- Material provided -
==================================================
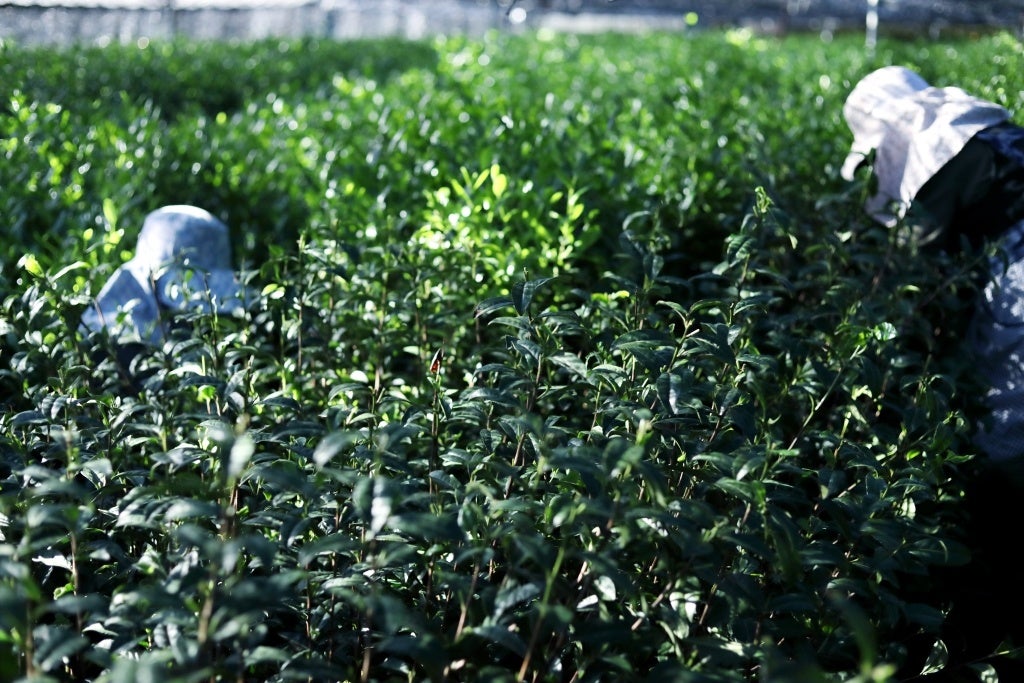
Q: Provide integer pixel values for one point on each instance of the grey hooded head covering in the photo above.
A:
(913, 129)
(182, 262)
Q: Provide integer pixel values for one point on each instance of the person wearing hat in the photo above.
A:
(949, 166)
(182, 262)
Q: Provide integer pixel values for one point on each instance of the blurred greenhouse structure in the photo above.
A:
(43, 22)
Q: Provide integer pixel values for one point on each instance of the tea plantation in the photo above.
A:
(571, 358)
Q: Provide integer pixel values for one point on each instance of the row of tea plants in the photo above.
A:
(570, 358)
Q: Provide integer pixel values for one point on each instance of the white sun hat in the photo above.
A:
(182, 262)
(913, 129)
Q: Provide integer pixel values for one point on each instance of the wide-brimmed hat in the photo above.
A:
(182, 262)
(865, 110)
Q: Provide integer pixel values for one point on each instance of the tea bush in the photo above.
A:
(571, 359)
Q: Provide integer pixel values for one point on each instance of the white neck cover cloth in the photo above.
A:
(913, 128)
(182, 262)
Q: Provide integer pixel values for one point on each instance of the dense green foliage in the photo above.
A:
(572, 359)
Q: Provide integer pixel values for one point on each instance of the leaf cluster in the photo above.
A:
(565, 363)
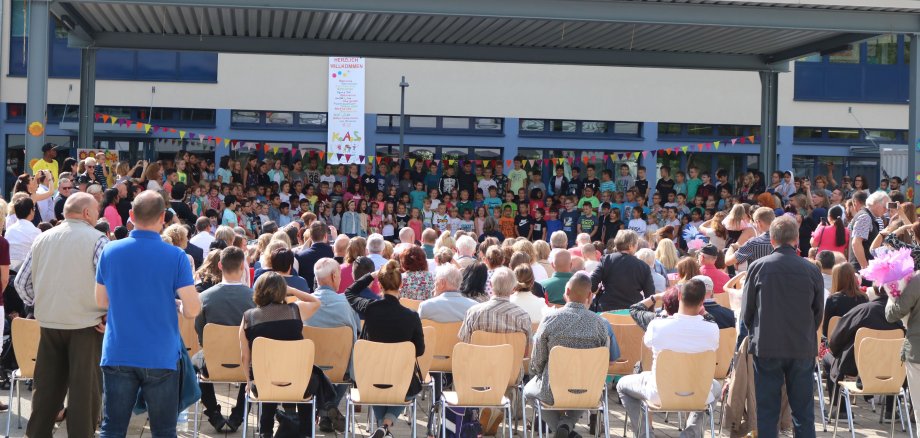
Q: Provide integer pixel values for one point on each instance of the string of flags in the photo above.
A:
(186, 137)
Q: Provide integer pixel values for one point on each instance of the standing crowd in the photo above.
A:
(108, 256)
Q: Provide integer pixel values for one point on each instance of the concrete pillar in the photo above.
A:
(913, 133)
(769, 81)
(87, 98)
(39, 34)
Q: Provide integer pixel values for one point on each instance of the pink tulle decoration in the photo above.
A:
(696, 244)
(889, 269)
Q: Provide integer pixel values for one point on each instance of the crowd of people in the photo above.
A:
(102, 254)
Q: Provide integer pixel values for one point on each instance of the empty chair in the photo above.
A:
(383, 373)
(481, 375)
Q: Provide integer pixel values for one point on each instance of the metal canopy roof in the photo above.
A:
(708, 34)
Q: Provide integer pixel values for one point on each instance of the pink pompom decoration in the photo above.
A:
(890, 269)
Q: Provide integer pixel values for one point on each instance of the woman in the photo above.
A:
(523, 294)
(473, 284)
(387, 321)
(417, 282)
(666, 254)
(832, 235)
(846, 294)
(109, 208)
(272, 318)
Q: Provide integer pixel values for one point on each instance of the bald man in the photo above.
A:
(572, 326)
(57, 278)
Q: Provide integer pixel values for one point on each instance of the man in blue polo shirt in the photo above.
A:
(138, 279)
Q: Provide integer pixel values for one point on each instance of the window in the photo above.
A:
(847, 56)
(882, 50)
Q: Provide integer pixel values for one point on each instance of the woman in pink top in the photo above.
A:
(109, 212)
(832, 234)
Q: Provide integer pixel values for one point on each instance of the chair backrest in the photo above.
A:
(728, 337)
(481, 373)
(424, 361)
(281, 369)
(613, 318)
(723, 299)
(879, 363)
(832, 325)
(333, 349)
(445, 339)
(684, 379)
(409, 303)
(189, 335)
(518, 343)
(629, 339)
(222, 353)
(383, 371)
(26, 333)
(864, 333)
(577, 376)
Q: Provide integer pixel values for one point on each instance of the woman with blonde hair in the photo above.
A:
(666, 254)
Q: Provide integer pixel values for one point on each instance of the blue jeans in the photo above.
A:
(770, 374)
(120, 385)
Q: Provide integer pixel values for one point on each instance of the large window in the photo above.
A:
(578, 128)
(418, 124)
(306, 121)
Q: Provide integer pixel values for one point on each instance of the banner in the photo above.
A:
(345, 135)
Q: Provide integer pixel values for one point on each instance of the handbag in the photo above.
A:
(189, 391)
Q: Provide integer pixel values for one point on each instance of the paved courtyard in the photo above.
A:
(866, 422)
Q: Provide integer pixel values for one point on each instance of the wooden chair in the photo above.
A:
(333, 350)
(382, 375)
(629, 339)
(578, 381)
(281, 371)
(189, 335)
(518, 343)
(881, 373)
(683, 384)
(481, 375)
(223, 359)
(409, 303)
(26, 334)
(613, 318)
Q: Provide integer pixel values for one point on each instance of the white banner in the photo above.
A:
(345, 138)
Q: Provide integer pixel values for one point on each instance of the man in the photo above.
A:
(684, 332)
(48, 162)
(572, 326)
(498, 315)
(375, 246)
(723, 317)
(320, 248)
(21, 234)
(782, 306)
(625, 278)
(841, 343)
(223, 304)
(334, 311)
(707, 258)
(138, 279)
(756, 247)
(447, 304)
(203, 237)
(866, 226)
(554, 287)
(57, 278)
(64, 190)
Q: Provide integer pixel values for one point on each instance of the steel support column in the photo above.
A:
(39, 35)
(913, 124)
(87, 97)
(769, 81)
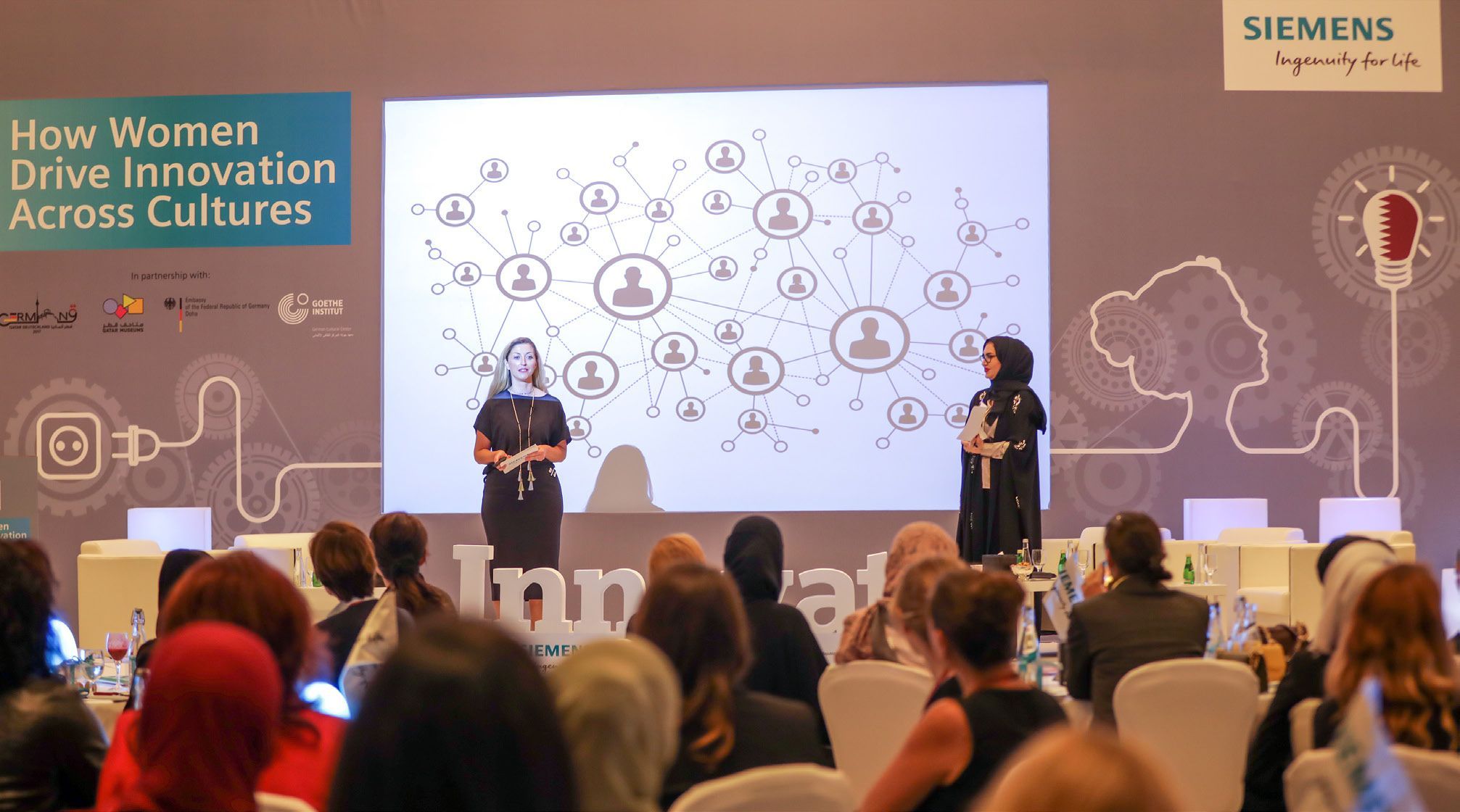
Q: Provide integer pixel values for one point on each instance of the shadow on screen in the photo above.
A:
(624, 484)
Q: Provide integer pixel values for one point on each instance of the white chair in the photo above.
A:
(805, 787)
(1196, 718)
(1300, 725)
(870, 707)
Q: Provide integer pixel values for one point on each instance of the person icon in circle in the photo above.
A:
(756, 374)
(590, 376)
(523, 282)
(783, 220)
(907, 418)
(632, 294)
(869, 347)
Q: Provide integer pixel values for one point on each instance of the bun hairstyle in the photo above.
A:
(1134, 544)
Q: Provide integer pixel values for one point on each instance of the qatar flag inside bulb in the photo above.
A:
(1392, 225)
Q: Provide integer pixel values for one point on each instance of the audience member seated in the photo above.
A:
(1081, 771)
(458, 719)
(1396, 636)
(910, 613)
(696, 617)
(786, 658)
(244, 590)
(1132, 623)
(618, 701)
(50, 745)
(209, 722)
(958, 745)
(1345, 568)
(400, 550)
(869, 633)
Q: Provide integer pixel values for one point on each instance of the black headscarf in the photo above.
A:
(754, 557)
(1015, 373)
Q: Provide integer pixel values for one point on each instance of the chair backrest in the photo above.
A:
(807, 787)
(870, 707)
(1300, 725)
(1196, 716)
(122, 547)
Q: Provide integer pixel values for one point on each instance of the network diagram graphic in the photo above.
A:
(726, 291)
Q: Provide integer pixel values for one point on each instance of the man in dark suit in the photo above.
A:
(1132, 623)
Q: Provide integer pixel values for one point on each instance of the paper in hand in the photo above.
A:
(976, 424)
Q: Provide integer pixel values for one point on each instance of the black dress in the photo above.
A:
(524, 532)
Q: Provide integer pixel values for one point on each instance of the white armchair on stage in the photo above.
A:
(870, 707)
(1196, 718)
(805, 787)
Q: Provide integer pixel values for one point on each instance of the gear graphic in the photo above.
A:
(1128, 328)
(1424, 345)
(1377, 475)
(1216, 351)
(161, 482)
(1068, 430)
(1335, 449)
(1108, 484)
(1337, 234)
(300, 497)
(69, 394)
(350, 492)
(218, 402)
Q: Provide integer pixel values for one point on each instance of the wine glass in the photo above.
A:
(117, 646)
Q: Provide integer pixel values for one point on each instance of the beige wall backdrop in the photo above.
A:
(1152, 164)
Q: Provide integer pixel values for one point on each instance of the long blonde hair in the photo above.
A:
(1396, 634)
(503, 377)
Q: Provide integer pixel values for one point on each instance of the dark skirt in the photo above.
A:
(524, 534)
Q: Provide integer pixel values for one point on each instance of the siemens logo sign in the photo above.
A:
(1330, 30)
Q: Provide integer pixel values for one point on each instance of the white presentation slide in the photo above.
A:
(767, 299)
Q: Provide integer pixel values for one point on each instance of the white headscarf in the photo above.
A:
(1345, 580)
(619, 707)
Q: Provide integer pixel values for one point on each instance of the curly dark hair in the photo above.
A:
(25, 614)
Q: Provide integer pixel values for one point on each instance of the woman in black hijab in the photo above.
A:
(999, 504)
(786, 658)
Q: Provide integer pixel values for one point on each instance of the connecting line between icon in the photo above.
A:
(1129, 364)
(133, 456)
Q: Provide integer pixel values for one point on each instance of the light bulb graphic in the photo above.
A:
==================================================
- Set task -
Rewrite the records from the line containing "bulb graphic in the photo above." through the end of the records, replacing "light bulb graphic" with "lamp icon" and leaving everything else unchanged.

- Solution below -
Q: Provide integer pixel values for one point on each instance of the lamp icon in the photo above.
A:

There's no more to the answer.